## REQUIRED TASKS
A. In the dissertation summary, what span of years does the U.S. biomedical venture capital data in Chapter 1 cover?
B. Carry on the dissertation summary on medical innovation from its last sentence.

## SOURCE TEXT
Michael Nguyen-Mason
Dissertation Title: "Distributional Causes and Consequences of Medical Innovation"
In this dissertation I examine how the benefits and costs of medical innovation are distributed across the population, identifying the channels through which inequality in innovation operates and providing empirical frameworks for evaluating distributional equity in health markets. Across three independent papers I trace this theme from the upstream allocation of capital that finances new medical technologies, through the downstream prices patients and employers pay for healthcare, to the ultimate health gains that innovation delivers to different demographic groups. Together, the chapters characterize both the distributional causes of medical innovation—who decides which technologies get developed—and its distributional consequences—who bears the costs and captures the health benefits.
In Chapter 1 I ask whether gender bias distorts venture capital allocation in biomedical startups, testing for profit-forgoing investment decisions using comprehensive data on U.S. biomedical VC investments from 2005 to 2024. Exploiting within-city, over-time variation in the gender composition of general partners, I show that a one standard deviation increase in the share of female GPs is associated with a 22 percent increase in the share of funded founders who are women in first-round investments. However, gender-discordant investments are significantly more likely to exit via IPO, implying that both men and women GPs leave money on the table when declining to fund founders of a different gender. The homophily effect disappears in follow-on rounds when information about startup quality is more readily available, a pattern consistent with biased beliefs rather than taste-based discrimination. Finally, I document that women-founded startups are substantially more likely to develop technologies addressing women's healthcare needs, suggesting that gender bias in biomedical VC may distort not only who is funded but also which biomedical problems are prioritized.

## EXTRACTED MATERIAL
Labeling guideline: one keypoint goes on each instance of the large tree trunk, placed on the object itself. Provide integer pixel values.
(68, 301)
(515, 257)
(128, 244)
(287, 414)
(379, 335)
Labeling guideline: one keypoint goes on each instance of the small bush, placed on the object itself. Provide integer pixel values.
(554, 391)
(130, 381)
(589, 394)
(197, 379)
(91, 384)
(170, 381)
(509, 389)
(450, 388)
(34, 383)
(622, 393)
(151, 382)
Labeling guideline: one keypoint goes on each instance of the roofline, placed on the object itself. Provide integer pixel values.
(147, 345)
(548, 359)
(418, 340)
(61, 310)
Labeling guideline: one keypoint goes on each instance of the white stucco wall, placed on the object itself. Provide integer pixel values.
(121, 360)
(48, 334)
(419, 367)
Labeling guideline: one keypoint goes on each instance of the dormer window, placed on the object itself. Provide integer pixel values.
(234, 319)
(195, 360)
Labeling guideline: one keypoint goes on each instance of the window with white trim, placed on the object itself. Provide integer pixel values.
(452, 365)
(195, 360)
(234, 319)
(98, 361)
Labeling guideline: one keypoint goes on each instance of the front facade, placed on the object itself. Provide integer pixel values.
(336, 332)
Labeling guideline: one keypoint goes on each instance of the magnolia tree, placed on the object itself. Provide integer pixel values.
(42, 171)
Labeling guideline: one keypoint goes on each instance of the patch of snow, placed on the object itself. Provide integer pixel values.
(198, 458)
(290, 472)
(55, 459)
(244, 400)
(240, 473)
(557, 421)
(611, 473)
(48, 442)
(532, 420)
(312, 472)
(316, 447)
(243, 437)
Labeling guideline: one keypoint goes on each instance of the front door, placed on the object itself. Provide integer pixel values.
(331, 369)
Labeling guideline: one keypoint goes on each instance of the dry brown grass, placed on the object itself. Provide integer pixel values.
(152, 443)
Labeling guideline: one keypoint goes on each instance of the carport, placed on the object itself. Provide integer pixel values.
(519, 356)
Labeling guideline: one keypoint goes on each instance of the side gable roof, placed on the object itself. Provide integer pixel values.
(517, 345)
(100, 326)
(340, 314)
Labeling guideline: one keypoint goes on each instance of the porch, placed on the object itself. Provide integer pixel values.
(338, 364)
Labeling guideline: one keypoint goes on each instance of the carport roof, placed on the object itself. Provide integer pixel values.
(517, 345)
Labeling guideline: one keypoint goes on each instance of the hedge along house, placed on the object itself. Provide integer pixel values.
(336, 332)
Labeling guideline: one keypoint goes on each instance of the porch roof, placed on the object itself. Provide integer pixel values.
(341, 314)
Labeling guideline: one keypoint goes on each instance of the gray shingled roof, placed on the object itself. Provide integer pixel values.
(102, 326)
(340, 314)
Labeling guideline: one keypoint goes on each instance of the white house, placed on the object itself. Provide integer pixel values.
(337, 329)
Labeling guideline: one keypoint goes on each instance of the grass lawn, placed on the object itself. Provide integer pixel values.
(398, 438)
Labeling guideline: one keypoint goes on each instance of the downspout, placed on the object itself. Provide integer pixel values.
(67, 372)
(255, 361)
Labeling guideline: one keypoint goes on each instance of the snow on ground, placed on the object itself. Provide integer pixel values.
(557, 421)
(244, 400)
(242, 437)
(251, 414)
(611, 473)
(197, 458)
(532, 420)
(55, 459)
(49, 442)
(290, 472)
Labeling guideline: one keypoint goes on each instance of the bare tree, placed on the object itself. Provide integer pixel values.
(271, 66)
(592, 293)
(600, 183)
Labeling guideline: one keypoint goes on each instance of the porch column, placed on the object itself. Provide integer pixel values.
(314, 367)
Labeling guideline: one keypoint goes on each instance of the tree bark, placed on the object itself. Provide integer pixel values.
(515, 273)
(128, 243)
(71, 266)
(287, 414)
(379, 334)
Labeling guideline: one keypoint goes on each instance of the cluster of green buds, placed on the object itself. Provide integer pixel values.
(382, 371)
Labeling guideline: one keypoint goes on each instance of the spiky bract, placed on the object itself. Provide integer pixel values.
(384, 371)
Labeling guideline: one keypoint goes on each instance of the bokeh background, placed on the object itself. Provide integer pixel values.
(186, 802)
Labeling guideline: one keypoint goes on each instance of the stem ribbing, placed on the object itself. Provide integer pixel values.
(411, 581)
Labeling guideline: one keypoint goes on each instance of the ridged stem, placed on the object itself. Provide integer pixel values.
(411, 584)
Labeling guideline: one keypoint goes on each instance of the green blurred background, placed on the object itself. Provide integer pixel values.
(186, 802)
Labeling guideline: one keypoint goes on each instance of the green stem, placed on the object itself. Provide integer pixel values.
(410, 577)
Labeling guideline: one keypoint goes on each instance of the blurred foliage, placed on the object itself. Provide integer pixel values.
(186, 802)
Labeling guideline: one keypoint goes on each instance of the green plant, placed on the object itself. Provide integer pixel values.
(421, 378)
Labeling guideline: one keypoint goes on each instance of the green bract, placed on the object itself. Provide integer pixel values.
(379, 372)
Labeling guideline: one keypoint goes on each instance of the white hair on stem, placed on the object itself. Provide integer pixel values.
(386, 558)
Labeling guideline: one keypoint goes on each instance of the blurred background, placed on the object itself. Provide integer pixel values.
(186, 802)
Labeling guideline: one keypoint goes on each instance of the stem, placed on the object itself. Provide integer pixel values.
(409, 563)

## RESPONSES BY TASK
A. 2005 to 2024.

B.
In Chapter 2 we measure index-number bias in federal healthcare price statistics as well as the distributional incidence of healthcare inflation across the employer income distribution. To do this we construct quality-adjusted healthcare price indices from the near-universe of administrative claims in the Utah All-Payer Claims Database, linked to employer payroll tax records. Using continued procedure-by-physician pairs to control for quality, we show that traditional fixed-weight methodologies overestimate true quality-adjusted healthcare price inflation by approximately 120 basis points per year, with roughly 90 basis points attributable to substitution bias and 30 basis points to entry-exit bias. Cross-firm dispersion in inflation is far larger than aggregate indices suggest where average inflation is approximately 3.2 percent compared with a standard deviation of 10.9 percentage points. We also find that the incidence of healthcare price inflation is regressive. Regressing firm-level inflation on the rank of employer average income we find that moving from the lowest- to the highest-income employer is associated with approximately 1.6 percentage points lower annual healthcare inflation.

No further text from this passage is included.